═══ Material provided ═══

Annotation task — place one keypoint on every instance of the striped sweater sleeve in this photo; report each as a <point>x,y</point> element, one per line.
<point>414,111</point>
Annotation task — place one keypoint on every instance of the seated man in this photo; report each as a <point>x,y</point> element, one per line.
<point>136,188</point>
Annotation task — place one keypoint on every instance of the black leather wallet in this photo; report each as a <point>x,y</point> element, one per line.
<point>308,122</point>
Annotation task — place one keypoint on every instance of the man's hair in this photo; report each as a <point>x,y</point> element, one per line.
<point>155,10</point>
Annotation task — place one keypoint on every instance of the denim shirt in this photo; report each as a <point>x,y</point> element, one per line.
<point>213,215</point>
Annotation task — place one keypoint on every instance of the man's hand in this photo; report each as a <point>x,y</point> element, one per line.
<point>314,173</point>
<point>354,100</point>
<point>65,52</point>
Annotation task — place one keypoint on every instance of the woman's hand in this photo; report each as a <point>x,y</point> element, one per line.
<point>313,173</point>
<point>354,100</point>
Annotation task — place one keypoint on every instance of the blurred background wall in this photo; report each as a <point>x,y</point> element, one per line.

═══
═══ Material provided ═══

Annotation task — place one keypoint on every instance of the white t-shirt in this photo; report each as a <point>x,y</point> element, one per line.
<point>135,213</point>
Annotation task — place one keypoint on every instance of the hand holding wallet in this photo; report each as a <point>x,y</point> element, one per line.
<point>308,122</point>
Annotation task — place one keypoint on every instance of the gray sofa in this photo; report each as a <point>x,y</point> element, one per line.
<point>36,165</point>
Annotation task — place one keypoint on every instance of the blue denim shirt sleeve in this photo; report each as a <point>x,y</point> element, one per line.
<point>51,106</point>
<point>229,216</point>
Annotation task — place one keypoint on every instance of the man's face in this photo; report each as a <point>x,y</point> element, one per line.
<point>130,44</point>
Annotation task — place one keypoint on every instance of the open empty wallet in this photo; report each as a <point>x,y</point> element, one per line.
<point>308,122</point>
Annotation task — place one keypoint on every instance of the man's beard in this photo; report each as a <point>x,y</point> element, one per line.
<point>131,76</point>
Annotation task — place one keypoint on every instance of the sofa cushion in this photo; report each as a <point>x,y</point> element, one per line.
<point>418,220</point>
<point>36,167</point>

═══
═══ Material provided ═══

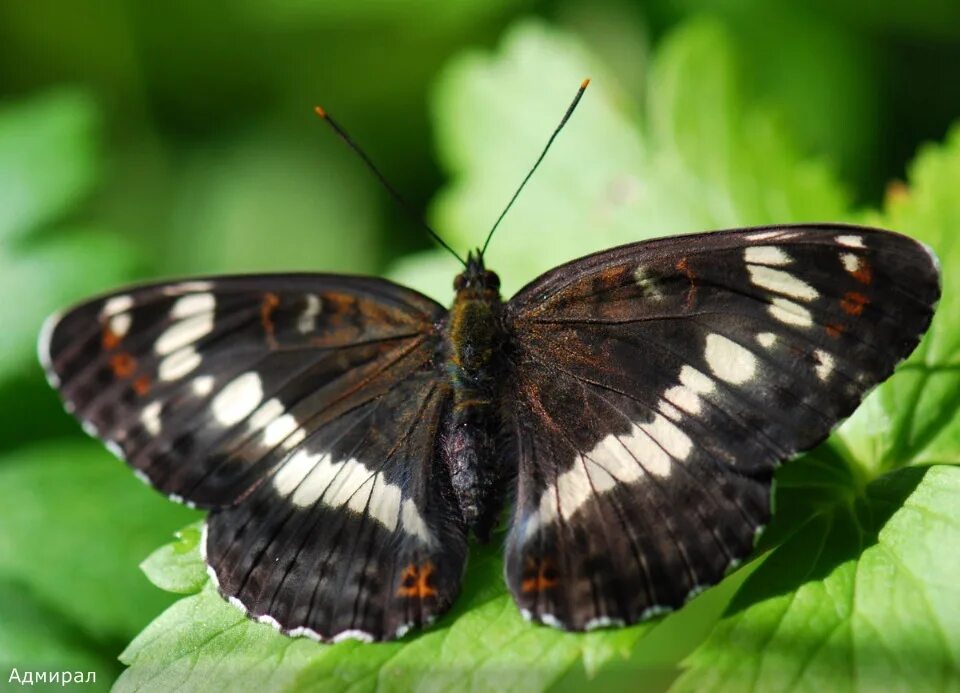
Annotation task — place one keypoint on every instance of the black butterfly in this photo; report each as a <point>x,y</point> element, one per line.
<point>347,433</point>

═══

:: Problem statement ::
All that should be written out is the stretch of lines above between the one holding "of the woman's" and the one holding "of the blurred", inclusive, exactly as given.

:: Result of the exercise ::
Annotation task — place one keypoint on every instance of the woman's hand in this photo; report each as a <point>x,y</point> element, one per line.
<point>313,173</point>
<point>354,100</point>
Annotation task — place one keypoint on every instance of the blurred background wall in this photo; report each as a <point>x,y</point> element, one per line.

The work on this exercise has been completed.